Records for this task |
---
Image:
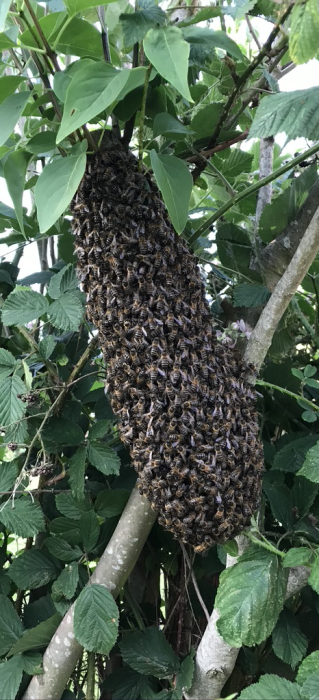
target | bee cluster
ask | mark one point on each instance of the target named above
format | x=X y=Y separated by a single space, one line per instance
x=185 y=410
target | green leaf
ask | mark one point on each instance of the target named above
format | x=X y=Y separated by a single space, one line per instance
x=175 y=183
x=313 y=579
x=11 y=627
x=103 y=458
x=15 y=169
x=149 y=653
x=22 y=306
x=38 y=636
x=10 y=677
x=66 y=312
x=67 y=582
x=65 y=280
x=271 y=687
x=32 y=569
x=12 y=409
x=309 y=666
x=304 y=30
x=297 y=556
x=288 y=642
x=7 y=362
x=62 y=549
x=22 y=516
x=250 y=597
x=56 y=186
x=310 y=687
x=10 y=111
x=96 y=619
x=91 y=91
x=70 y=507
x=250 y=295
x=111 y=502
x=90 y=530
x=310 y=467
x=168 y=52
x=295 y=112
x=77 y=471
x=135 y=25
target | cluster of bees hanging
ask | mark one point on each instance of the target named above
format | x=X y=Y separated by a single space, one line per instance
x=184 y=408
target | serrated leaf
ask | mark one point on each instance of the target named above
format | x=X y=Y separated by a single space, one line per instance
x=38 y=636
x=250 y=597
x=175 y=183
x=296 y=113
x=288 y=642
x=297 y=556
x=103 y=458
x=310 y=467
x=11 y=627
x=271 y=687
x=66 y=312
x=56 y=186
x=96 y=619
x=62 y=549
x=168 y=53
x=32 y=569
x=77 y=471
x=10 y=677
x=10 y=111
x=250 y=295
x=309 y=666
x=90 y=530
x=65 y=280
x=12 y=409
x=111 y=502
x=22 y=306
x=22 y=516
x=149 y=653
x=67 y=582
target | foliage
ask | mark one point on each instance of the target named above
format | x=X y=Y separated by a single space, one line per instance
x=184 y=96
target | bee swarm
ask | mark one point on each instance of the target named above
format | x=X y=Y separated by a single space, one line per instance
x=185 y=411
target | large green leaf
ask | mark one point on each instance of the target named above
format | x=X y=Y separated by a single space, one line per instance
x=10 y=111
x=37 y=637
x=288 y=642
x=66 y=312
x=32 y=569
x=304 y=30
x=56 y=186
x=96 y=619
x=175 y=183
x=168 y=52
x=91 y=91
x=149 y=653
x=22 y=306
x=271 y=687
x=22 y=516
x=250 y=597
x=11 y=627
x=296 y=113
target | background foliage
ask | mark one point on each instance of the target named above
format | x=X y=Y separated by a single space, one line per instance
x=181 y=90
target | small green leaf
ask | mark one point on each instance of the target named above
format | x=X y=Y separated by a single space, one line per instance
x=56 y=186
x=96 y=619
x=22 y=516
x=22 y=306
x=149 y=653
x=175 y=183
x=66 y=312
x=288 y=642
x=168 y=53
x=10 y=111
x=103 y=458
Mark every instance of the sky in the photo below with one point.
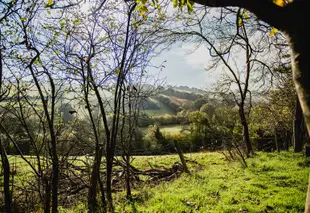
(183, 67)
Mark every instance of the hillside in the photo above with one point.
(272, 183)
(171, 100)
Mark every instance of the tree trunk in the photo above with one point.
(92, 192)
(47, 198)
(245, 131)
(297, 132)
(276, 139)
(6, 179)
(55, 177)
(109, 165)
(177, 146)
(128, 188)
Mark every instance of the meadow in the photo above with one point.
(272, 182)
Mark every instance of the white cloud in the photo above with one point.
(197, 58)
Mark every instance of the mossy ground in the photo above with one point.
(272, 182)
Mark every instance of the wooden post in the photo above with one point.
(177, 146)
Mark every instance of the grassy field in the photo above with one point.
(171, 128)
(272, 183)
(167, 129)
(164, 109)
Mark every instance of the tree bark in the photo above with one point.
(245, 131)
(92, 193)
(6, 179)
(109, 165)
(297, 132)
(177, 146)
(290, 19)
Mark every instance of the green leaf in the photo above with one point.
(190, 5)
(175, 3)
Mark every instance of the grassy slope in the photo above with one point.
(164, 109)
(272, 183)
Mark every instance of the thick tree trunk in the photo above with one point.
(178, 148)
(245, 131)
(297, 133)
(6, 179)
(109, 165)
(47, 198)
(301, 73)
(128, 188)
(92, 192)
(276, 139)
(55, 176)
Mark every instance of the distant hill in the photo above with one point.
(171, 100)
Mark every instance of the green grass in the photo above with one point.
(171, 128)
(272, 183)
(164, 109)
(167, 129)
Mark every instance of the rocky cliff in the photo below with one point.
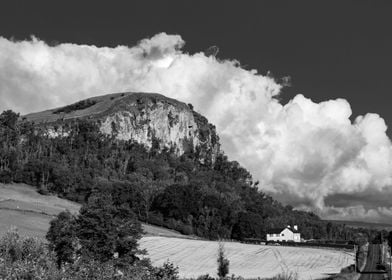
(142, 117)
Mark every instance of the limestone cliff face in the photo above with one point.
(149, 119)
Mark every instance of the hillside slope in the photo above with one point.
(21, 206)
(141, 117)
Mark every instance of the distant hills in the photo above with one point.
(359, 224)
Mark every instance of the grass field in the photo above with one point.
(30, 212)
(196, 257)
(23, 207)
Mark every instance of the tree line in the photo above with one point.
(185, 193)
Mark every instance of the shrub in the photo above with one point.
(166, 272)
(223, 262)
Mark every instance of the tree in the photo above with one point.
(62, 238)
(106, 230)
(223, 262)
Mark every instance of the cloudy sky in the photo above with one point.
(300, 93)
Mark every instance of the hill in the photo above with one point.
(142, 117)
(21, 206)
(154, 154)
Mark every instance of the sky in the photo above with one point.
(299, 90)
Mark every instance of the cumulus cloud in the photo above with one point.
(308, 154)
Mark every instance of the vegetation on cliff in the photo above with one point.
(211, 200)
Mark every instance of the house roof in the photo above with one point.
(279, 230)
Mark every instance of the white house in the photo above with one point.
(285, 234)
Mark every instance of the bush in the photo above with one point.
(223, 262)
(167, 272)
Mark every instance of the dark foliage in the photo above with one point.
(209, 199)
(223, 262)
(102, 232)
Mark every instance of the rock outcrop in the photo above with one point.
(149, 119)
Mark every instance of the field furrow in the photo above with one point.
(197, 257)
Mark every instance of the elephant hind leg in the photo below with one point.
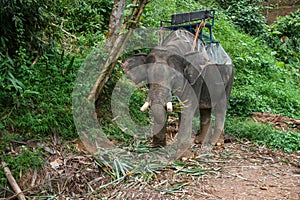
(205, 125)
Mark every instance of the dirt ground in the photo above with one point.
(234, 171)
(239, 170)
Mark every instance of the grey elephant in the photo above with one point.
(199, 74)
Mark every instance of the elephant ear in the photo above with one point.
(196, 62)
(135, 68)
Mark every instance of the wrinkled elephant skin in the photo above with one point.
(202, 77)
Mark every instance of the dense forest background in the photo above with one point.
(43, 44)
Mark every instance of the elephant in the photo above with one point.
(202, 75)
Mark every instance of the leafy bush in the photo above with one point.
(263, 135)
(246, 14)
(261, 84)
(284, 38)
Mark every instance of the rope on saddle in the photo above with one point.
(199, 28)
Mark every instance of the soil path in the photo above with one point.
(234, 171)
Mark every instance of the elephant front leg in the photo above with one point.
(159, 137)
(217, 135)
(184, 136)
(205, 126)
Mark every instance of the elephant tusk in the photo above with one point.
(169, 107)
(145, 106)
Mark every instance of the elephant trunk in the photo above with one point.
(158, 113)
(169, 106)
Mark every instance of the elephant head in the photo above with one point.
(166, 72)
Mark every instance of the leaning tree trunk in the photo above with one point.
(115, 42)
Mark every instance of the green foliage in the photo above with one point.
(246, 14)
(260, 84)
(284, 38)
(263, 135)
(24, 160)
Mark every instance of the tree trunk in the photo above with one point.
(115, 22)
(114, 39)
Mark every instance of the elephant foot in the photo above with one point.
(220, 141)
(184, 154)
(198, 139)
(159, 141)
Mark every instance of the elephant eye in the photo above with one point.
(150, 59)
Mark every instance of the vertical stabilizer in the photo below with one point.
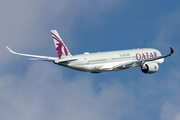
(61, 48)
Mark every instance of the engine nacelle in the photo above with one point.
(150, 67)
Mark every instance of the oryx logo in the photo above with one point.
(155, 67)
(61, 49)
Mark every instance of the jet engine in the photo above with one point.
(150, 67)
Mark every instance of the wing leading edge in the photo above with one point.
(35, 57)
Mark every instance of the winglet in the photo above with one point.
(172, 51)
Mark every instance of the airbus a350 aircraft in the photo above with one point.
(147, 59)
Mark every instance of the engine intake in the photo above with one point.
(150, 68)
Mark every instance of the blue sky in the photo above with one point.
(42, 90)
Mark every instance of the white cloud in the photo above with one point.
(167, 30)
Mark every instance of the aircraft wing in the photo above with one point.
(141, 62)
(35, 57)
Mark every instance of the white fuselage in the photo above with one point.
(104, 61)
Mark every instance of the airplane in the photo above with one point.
---
Omit the pictures and write out exactly the lines from the one containing "Mark every instance of the elephant head" through the last line of the material.

Mark every instance of the elephant head in the photo above with one point.
(166, 72)
Mark every instance of the leaning tree trunk in the photo above with one point.
(115, 42)
Mark every instance of the green foliage in the photo above with one point.
(246, 14)
(260, 84)
(284, 38)
(263, 135)
(24, 160)
Mark every instance of the tree trunk in the photo above with one point.
(115, 22)
(114, 39)
Mark every instance of the elephant foot in the photo above with one point.
(220, 141)
(184, 154)
(198, 139)
(159, 141)
Mark every instance of the elephant eye in the photo above with one point.
(150, 59)
Mark every instance of the vertical stabilizer in the photo below with one point.
(61, 48)
Mark every instance of the engine nacelle in the photo above with one point.
(150, 67)
Mark every instance of the oryx logo in the photo above with one point.
(155, 67)
(61, 49)
Mark every instance of the jet engine in the photo above with one point.
(150, 67)
Mark every instance of the wing leading edge in the photo above with one point.
(35, 57)
Mark every instance of the winglet in the photo above with one point.
(172, 51)
Mark every instance of the airbus a350 aircraft in the photo above with one point.
(147, 59)
Mark every instance of the engine intake in the photo above with one point.
(150, 68)
Mark every instance of the blue sky in the photo above with one point.
(42, 90)
Mark every instance of the white cloud in the photo above with one point.
(167, 30)
Mark every instance of the aircraft wing in the photo above with one point.
(141, 62)
(35, 57)
Mark every instance of the white fuselage in the photo above with one point.
(104, 61)
Mark every instance of the airplane in the photo above with one point.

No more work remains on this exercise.